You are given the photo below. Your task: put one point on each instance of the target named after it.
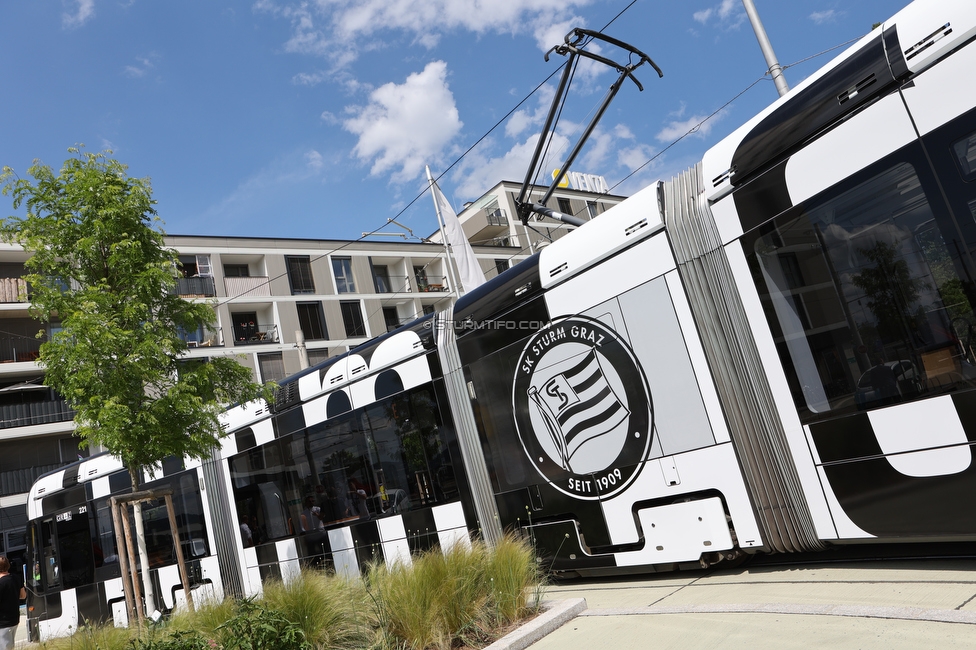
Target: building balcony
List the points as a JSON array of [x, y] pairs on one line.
[[13, 290], [19, 349], [392, 284], [27, 414], [195, 288], [486, 224], [19, 481], [432, 284], [255, 285], [204, 338], [260, 334]]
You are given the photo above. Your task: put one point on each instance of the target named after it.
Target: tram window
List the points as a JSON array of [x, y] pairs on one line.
[[103, 542], [188, 512], [49, 569], [77, 566], [965, 152], [343, 469], [864, 297], [259, 491]]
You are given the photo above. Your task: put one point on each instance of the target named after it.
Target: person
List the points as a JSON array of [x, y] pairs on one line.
[[311, 518], [246, 534], [11, 593]]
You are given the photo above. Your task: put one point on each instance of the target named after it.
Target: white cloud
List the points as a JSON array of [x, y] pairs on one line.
[[277, 177], [309, 78], [339, 29], [86, 9], [729, 14], [829, 16], [477, 172], [524, 119], [313, 160], [406, 126], [144, 65]]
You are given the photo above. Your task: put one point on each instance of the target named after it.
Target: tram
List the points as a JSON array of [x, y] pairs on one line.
[[771, 352]]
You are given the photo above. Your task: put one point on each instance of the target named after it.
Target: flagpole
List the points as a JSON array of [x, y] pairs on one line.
[[455, 288]]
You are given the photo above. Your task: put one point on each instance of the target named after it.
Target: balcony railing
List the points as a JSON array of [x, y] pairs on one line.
[[433, 283], [30, 413], [18, 481], [19, 348], [496, 217], [255, 285], [13, 290], [195, 287], [205, 339], [263, 334], [392, 284]]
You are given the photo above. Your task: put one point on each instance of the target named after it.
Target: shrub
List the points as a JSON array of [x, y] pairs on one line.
[[326, 608], [254, 627], [98, 637], [513, 576], [456, 597]]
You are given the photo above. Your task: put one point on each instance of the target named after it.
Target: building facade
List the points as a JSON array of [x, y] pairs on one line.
[[279, 304], [272, 297]]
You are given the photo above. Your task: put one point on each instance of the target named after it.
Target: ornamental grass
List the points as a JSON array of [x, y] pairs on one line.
[[463, 597]]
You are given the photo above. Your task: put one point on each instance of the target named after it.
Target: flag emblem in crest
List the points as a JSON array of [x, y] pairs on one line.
[[578, 405], [582, 407]]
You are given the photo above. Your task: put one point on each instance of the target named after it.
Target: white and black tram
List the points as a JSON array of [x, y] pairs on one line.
[[772, 352]]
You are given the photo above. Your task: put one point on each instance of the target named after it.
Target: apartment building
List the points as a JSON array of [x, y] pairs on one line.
[[277, 303], [493, 219], [271, 297]]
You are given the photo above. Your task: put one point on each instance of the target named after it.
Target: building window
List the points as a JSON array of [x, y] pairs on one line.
[[420, 273], [317, 356], [381, 279], [245, 325], [342, 270], [300, 274], [312, 321], [236, 271], [391, 318], [352, 318], [271, 366]]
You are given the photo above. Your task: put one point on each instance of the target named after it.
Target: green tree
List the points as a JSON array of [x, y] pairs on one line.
[[99, 267]]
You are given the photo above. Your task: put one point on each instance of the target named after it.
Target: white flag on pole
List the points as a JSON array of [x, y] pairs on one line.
[[469, 270]]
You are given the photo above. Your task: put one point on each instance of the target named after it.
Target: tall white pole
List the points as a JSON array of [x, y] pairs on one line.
[[775, 69], [455, 289]]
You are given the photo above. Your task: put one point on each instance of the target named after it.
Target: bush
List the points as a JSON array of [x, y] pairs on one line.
[[460, 596], [326, 608], [443, 600], [100, 637], [255, 627]]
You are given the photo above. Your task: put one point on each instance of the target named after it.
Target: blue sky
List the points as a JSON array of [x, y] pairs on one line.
[[315, 118]]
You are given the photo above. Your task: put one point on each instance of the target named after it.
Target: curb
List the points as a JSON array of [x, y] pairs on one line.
[[555, 614]]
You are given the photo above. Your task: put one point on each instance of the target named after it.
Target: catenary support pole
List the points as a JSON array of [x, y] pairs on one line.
[[775, 69]]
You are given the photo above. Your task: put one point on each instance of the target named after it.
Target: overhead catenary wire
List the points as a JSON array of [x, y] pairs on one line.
[[523, 249]]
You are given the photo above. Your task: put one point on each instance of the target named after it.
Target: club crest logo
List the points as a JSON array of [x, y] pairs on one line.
[[582, 408]]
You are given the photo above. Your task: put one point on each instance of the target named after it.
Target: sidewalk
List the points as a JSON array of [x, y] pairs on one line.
[[889, 605]]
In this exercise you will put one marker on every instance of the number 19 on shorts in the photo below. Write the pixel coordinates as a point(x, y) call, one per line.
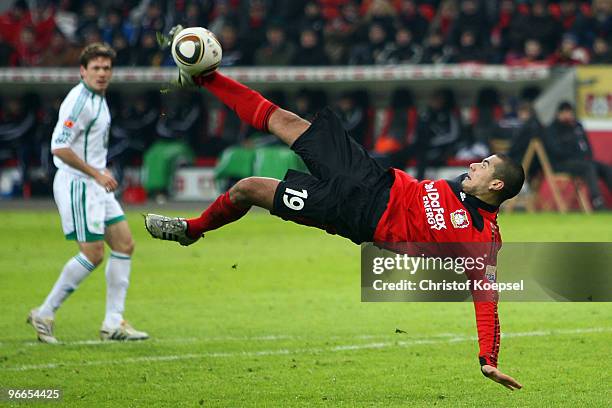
point(294, 199)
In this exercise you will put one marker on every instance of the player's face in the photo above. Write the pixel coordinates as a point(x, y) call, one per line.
point(480, 179)
point(97, 74)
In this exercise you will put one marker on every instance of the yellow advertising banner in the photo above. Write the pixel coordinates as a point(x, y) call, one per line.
point(594, 92)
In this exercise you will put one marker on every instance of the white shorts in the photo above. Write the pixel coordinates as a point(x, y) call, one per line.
point(85, 207)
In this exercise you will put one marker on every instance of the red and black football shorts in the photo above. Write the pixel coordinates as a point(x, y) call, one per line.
point(347, 191)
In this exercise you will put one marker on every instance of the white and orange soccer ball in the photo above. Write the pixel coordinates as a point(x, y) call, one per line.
point(196, 50)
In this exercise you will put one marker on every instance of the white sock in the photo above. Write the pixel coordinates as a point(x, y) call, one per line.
point(75, 270)
point(117, 281)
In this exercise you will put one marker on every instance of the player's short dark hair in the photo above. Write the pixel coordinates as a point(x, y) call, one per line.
point(96, 50)
point(512, 174)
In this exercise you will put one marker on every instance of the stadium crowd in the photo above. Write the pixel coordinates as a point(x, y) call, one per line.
point(316, 32)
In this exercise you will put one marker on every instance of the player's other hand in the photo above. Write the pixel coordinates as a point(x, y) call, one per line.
point(106, 180)
point(164, 41)
point(499, 377)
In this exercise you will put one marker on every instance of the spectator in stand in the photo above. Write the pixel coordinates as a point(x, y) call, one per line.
point(88, 20)
point(133, 131)
point(341, 33)
point(13, 21)
point(569, 53)
point(309, 102)
point(569, 151)
point(310, 51)
point(148, 54)
point(27, 50)
point(353, 117)
point(253, 25)
point(411, 19)
point(8, 56)
point(17, 132)
point(529, 128)
point(471, 19)
point(221, 16)
point(60, 52)
point(43, 21)
point(601, 52)
point(469, 50)
point(438, 136)
point(404, 50)
point(375, 50)
point(233, 52)
point(532, 56)
point(500, 33)
point(435, 51)
point(277, 51)
point(91, 36)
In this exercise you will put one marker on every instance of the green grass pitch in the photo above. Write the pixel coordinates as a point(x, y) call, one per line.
point(268, 313)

> _The problem_: Copy every line of the data where "crest" is found.

> _Answer section_:
Target: flag emblem in crest
Target: club crest logo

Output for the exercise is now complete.